Could you set down exactly the lines in the records below between the line holding "Reviewer note: check that each instance of the man's hand" and the line holding "Reviewer note: check that each instance of the blonde", inclusive?

Start of Given records

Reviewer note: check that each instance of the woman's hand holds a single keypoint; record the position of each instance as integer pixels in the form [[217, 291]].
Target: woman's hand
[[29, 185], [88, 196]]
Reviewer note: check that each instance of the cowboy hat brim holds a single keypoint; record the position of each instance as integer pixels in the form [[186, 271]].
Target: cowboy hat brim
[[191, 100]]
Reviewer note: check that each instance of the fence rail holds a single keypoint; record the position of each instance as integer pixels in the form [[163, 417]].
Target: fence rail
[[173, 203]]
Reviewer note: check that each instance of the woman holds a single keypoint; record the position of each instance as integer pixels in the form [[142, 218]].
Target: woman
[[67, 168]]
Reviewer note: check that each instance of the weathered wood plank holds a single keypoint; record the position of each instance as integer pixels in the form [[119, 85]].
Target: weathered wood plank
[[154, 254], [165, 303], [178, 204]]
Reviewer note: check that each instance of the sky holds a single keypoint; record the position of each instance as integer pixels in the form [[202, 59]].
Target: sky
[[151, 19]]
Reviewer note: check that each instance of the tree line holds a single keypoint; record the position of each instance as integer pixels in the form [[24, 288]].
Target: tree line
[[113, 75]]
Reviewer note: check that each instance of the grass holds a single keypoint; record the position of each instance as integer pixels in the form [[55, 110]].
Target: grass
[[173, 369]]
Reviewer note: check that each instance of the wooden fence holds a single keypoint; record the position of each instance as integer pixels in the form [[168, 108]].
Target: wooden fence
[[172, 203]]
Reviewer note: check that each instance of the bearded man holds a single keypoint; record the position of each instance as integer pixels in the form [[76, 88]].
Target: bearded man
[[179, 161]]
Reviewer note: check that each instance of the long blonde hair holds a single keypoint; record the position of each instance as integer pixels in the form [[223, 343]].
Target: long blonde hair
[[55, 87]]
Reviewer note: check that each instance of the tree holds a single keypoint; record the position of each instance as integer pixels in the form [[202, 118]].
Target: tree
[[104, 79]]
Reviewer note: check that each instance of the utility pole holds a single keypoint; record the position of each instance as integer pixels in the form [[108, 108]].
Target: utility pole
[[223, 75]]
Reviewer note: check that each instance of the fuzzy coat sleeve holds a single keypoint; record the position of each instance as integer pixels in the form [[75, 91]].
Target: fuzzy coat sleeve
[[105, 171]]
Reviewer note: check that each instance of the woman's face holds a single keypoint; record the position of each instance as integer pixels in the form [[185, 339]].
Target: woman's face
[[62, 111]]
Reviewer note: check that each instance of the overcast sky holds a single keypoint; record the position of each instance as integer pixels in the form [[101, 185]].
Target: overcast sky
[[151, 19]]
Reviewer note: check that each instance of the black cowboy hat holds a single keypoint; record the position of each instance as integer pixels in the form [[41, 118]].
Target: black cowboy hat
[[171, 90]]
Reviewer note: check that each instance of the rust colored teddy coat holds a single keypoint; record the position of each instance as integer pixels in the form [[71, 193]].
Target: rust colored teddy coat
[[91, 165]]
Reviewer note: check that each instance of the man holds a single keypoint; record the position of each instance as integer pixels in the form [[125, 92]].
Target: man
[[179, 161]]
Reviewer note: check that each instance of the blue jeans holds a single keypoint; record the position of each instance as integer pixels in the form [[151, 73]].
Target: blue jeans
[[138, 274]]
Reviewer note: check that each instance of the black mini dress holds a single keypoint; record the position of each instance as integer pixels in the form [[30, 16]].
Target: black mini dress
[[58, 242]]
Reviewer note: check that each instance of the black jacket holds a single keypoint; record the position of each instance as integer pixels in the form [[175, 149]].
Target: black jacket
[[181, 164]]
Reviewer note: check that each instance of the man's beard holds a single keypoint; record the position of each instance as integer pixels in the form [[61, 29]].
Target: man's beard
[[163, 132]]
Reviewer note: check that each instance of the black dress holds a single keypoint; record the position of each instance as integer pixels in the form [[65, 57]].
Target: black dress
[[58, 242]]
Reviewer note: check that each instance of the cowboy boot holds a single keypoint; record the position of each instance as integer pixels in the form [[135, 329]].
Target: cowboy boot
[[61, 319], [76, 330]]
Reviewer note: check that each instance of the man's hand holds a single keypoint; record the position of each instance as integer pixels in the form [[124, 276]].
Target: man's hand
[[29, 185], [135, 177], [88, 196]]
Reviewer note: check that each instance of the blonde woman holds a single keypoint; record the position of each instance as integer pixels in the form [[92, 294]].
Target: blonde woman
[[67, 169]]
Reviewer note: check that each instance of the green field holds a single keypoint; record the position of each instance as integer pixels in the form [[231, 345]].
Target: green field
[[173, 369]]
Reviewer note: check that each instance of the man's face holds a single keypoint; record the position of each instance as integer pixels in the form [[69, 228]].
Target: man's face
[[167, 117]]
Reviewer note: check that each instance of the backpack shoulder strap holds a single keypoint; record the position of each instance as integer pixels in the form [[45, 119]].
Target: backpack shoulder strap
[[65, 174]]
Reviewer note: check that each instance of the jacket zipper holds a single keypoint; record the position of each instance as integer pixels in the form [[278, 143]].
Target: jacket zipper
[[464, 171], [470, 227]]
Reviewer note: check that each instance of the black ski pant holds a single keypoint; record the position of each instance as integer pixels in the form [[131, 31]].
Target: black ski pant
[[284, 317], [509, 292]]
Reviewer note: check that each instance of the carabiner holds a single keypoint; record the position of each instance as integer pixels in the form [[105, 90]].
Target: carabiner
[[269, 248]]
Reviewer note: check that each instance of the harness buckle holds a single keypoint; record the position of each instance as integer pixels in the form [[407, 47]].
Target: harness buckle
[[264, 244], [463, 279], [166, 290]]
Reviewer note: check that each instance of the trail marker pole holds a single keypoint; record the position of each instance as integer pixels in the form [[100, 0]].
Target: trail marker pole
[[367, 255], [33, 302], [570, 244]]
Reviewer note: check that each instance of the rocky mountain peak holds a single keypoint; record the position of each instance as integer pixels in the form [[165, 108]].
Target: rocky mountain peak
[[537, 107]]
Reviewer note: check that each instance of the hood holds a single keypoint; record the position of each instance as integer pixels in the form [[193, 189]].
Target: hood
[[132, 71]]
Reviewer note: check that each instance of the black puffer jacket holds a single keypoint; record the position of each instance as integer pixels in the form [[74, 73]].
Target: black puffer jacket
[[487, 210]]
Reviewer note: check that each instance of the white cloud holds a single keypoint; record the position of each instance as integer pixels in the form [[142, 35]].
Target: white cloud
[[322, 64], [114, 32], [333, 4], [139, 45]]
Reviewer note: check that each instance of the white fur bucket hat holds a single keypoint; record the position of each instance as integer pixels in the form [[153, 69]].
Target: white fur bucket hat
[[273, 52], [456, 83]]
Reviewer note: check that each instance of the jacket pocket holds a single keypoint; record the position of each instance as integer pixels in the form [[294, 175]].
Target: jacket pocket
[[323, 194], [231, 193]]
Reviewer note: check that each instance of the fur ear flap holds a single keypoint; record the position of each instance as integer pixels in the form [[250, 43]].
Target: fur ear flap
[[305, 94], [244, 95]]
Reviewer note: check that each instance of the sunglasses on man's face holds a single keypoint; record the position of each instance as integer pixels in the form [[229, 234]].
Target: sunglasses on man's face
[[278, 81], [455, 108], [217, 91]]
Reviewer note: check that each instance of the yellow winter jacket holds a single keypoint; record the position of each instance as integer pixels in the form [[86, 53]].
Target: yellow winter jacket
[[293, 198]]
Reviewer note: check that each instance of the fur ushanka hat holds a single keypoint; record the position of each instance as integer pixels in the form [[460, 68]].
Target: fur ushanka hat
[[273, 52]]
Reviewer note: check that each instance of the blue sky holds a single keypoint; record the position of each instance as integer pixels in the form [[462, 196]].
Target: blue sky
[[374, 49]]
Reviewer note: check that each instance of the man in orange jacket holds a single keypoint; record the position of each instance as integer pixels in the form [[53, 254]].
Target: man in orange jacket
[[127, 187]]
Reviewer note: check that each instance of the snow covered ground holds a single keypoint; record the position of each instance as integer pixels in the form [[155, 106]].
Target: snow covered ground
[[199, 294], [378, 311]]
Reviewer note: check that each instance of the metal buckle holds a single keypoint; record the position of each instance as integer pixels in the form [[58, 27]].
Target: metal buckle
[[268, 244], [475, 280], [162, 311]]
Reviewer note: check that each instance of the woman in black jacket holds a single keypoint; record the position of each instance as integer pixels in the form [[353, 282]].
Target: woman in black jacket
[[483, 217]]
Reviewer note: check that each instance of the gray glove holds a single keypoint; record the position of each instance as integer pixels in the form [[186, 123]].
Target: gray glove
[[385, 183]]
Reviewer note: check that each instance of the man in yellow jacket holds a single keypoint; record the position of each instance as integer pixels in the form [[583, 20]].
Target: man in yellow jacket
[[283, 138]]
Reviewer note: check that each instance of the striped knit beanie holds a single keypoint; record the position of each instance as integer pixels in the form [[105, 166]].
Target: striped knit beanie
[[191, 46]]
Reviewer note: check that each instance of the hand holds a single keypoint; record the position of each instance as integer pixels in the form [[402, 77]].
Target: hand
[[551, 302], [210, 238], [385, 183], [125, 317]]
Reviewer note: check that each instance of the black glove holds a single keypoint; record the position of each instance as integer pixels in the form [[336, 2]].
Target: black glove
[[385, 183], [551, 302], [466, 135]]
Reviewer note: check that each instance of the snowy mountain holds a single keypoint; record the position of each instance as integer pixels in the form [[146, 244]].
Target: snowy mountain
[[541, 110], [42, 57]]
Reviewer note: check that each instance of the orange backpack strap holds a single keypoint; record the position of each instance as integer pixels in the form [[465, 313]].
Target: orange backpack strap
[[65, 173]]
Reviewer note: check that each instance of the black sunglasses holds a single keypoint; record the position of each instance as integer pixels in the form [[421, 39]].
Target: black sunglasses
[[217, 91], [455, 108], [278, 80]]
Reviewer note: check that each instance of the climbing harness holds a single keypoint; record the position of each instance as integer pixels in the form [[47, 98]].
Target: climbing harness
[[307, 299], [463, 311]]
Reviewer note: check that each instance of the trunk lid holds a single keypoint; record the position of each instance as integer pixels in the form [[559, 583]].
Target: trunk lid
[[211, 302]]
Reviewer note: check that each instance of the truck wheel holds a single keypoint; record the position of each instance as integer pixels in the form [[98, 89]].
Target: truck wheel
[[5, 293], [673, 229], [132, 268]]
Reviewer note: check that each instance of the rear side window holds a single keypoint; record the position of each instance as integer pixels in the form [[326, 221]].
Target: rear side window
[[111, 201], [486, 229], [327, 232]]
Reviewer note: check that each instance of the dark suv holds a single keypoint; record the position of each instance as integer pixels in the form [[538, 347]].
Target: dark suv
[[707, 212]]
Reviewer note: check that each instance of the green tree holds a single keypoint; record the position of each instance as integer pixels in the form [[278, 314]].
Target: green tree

End of Given records

#### [Task response]
Reviewer note: check that each instance of the man's hand holds a single keypoint; record the position of each instance as integer pixels in the form [[124, 276]].
Target: man's hand
[[29, 185], [135, 177], [88, 196]]
Reviewer note: check that each instance of the blonde woman holds a single keypoint; record the position of each instance as integer pixels in the form [[92, 294]].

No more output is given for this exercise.